▶ _Do this_
Copy the listing below word for word, from the first line to the last, and leave out every picture.

▶ _Records shown_
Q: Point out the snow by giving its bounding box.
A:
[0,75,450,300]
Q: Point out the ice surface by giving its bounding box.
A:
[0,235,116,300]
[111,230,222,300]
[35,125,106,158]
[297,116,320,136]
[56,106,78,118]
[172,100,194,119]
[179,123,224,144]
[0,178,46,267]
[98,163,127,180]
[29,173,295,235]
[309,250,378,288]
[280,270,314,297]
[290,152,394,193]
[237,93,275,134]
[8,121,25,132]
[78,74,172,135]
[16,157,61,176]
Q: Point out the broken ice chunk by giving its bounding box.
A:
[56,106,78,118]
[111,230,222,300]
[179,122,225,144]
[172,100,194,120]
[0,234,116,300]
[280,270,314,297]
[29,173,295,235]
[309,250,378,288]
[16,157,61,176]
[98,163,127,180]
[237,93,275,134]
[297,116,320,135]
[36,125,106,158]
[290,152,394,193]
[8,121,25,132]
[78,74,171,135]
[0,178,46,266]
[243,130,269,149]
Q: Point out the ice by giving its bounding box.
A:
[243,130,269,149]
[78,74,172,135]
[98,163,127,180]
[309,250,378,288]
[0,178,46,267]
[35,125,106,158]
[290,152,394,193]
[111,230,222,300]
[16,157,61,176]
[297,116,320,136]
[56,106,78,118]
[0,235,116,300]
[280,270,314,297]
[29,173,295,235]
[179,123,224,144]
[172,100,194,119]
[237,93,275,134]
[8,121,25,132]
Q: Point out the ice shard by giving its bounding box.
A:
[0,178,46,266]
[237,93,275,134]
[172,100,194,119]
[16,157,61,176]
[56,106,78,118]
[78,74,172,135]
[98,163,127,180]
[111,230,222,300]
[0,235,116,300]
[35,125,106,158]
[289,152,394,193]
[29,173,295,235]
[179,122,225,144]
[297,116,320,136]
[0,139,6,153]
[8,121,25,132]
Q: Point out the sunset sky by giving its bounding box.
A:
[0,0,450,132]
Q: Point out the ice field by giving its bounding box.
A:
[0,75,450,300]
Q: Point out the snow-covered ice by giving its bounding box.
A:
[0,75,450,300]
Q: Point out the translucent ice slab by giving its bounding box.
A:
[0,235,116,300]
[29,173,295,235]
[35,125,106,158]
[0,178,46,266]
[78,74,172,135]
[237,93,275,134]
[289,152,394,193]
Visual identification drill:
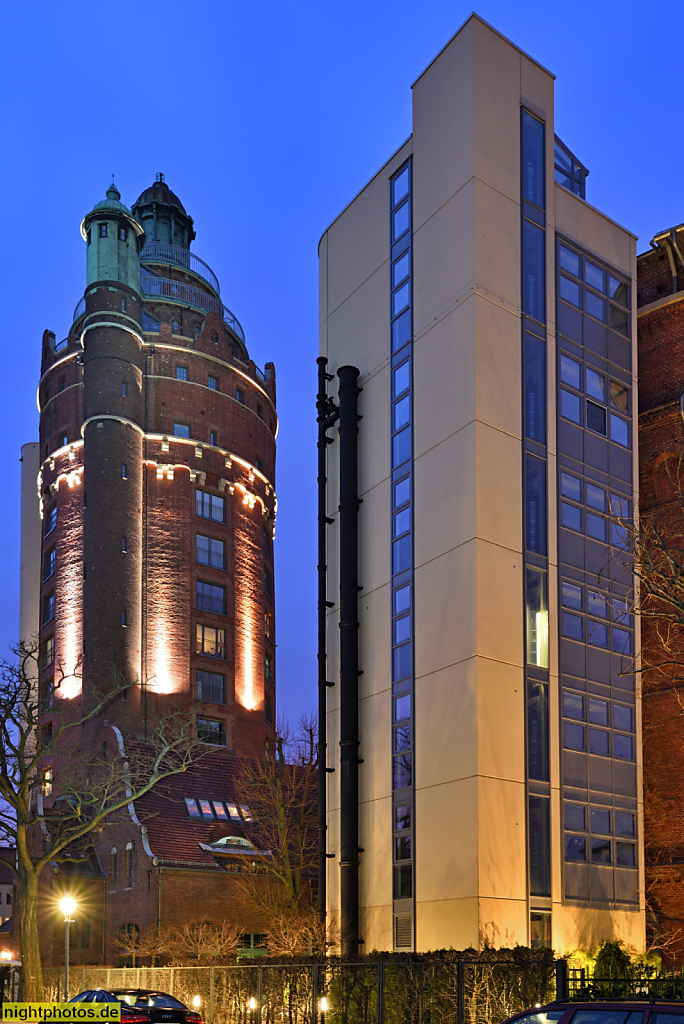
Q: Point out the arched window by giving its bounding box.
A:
[117,922,140,967]
[124,843,135,889]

▶ _Final answer_
Q: Point out the snow by giving its bounding box.
A:
[0,75,450,300]
Q: Point out the ice surface by giving its bounding box.
A:
[0,235,116,300]
[111,230,222,300]
[35,125,106,158]
[297,116,320,136]
[56,106,78,118]
[172,100,194,119]
[179,123,224,144]
[0,178,46,267]
[98,163,127,180]
[29,173,295,235]
[309,250,378,288]
[280,270,314,297]
[290,152,394,193]
[237,93,275,134]
[8,121,25,132]
[78,74,172,135]
[16,157,61,176]
Q: Point out the broken ice chunk by giving its bounding box.
A:
[56,106,78,118]
[111,230,222,300]
[179,122,225,144]
[172,100,194,120]
[0,234,116,300]
[280,270,314,297]
[29,173,295,235]
[309,250,378,288]
[16,157,61,176]
[98,163,127,180]
[237,93,275,134]
[297,116,320,135]
[36,125,106,158]
[290,152,394,193]
[8,121,25,132]
[78,74,171,135]
[0,178,46,266]
[243,130,269,149]
Q: Point out the ice by giving its bounding box.
A:
[243,130,269,149]
[78,74,172,135]
[98,163,127,180]
[309,250,378,288]
[0,178,46,267]
[35,125,106,158]
[290,152,394,193]
[111,230,222,300]
[16,157,61,176]
[297,116,320,136]
[56,106,78,118]
[0,235,116,300]
[280,270,314,297]
[29,173,295,235]
[179,123,224,144]
[172,100,194,119]
[237,93,275,134]
[8,121,25,132]
Q: Point out the ice shard by giving its bounding box.
A:
[0,178,46,266]
[237,93,275,134]
[172,100,194,119]
[16,157,61,176]
[56,106,78,118]
[78,74,172,135]
[98,163,127,180]
[111,230,222,300]
[0,235,116,300]
[35,125,106,158]
[289,152,394,193]
[29,173,295,235]
[179,122,225,144]
[297,116,320,136]
[0,139,6,153]
[8,121,25,132]
Q: Point out the sunset sky by giving its bounding box.
A:
[0,0,450,132]
Q: Point out the ice field by giving its bounding box.
A:
[0,75,450,300]
Q: Point out the snow-covered ice by giving its bounding box.
A:
[0,75,450,300]
Q: Point out the translucent ice slab by giving its bounding box.
A:
[0,235,116,300]
[29,173,295,235]
[35,125,106,158]
[0,178,46,266]
[78,74,172,135]
[237,93,275,134]
[289,152,394,193]
Visual identification drill:
Q: Point out the arched window by giving its bounding box.
A:
[117,922,140,967]
[124,843,135,889]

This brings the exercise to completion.